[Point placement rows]
○ ○ ○

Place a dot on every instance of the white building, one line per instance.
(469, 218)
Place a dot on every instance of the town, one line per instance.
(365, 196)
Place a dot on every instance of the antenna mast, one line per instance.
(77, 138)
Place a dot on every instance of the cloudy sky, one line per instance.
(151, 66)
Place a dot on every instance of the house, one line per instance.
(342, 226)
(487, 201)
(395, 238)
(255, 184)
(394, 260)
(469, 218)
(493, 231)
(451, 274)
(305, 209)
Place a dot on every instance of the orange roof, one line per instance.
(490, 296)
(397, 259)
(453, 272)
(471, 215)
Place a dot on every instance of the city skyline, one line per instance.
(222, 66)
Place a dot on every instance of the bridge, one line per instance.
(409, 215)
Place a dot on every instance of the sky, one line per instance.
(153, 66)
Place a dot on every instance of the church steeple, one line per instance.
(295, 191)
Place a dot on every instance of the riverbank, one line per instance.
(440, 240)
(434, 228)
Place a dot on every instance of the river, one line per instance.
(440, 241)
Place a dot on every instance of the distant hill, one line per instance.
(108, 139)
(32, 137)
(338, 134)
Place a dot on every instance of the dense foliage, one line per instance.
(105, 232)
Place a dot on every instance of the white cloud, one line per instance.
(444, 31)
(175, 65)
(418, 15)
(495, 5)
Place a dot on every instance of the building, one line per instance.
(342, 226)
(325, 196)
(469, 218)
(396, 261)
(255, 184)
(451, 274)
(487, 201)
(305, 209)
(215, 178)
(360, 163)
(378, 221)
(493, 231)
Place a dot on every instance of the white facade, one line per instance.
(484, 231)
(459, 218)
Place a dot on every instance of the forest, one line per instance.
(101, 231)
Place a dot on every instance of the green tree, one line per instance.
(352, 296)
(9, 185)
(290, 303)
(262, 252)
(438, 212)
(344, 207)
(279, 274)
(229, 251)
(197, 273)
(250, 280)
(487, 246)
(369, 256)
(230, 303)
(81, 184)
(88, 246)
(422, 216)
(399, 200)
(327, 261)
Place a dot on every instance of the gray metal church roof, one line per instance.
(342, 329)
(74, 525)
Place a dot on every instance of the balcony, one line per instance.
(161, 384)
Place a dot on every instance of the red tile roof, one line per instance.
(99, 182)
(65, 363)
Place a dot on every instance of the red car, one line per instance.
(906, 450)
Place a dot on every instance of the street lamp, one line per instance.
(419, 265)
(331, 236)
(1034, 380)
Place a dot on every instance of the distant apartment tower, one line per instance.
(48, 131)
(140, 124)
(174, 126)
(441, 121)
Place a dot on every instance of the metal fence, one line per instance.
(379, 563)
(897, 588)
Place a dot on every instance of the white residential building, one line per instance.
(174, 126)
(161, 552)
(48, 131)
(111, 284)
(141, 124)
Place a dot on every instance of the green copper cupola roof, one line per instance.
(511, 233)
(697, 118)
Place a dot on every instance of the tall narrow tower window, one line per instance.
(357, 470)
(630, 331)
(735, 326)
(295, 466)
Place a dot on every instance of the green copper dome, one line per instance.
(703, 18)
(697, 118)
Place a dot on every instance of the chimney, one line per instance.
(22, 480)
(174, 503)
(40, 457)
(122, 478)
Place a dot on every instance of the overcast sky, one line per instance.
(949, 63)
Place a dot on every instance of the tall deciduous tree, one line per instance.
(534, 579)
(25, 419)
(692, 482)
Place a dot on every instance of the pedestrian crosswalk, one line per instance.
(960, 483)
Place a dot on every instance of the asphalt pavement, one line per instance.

○ ○ ○

What the exercise asks | Starting at the line containing "Place a dot on every instance of the tall deciduous" and continuing to the end of the rows, rewrite every line, requests included. Scale each point coordinate by 0.7 and round to a whole number, with halves rounded up.

The answer |
Place a dot on every instance of the tall deciduous tree, one line per instance.
(374, 405)
(18, 293)
(484, 337)
Place a dot on every instance of the pedestrian crosswalk, one line per instance.
(672, 338)
Place a dot on every instance of the asphalt pavement, one line per instance.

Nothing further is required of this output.